Document extract:
======

I'll be cheering from the sidelines with the rest of the boys (William can't be in crowds so he'll likely be absent). Amy's been training on the treadmill. Ryan just started his training yesterday by bringing home donuts for breakfast! Go TEAM!

Wednesday, March 9, 2011

Teaching Moment

As a parent, we look for teaching moments. Some are more welcome and comfortable than others. Sometimes we're well prepared and other times we're caught completely off guard and grasp for any sensible or ridiculous facts. I was prepared for Monday's teaching moment, but a year ago, didn't think the practical application would come for at least 10 more years or ever, for that matter. Monday's lesson: Tattoos.

======

Recorded data:
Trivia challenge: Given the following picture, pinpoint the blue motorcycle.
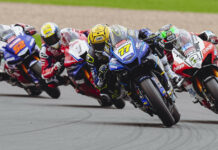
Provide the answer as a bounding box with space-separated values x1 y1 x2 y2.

======

Actions to take:
**1)** In the family blog excerpt, what was the subject of Monday's teaching moment?
**2)** Retype the family blog excerpt starting at "Wednesday, March 9, 2011" and ending at "Monday's lesson: Tattoos.".
**3)** Extend the family blog excerpt about the tattoo teaching moment past its last sentence.
The material has no connection to the family blog excerpt.

Results:
**1)** Tattoos.

**2)**
Wednesday, March 9, 2011

Teaching Moment

As a parent, we look for teaching moments. Some are more welcome and comfortable than others. Sometimes we're well prepared and other times we're caught completely off guard and grasp for any sensible or ridiculous facts. I was prepared for Monday's teaching moment, but a year ago, didn't think the practical application would come for at least 10 more years or ever, for that matter. Monday's lesson: Tattoos.

**3)**
William finished off his meeting with the radiology oncologist with three tattoos. One dot each. He winced and complained and was not a fan. It was awesome!!! I wish my phone battery hadn't died so I could have video taped it for posterity and to remind him in later years how unpleasant he thought it was. We had a lovely conversation discussing the hundreds of needle pokes and likely pain an artistic tattoo requires. He was not impressed. I'm crossing my fingers that it sticks for life. The lesson, not the tattoos.

right side (freckle?) It's the one in the middle.

left side

The tattoos are simply markers for the radiation machine to insure the proper areas are radiated. They are what they are and we move on. Radiation will begin on the 21st and he'll endure 12 cycles. (1 cycle/day M-F). It is a fairly low dose so the side effects should be mild, the most likely being fatigue. He's already always tired so that doesn't change anything.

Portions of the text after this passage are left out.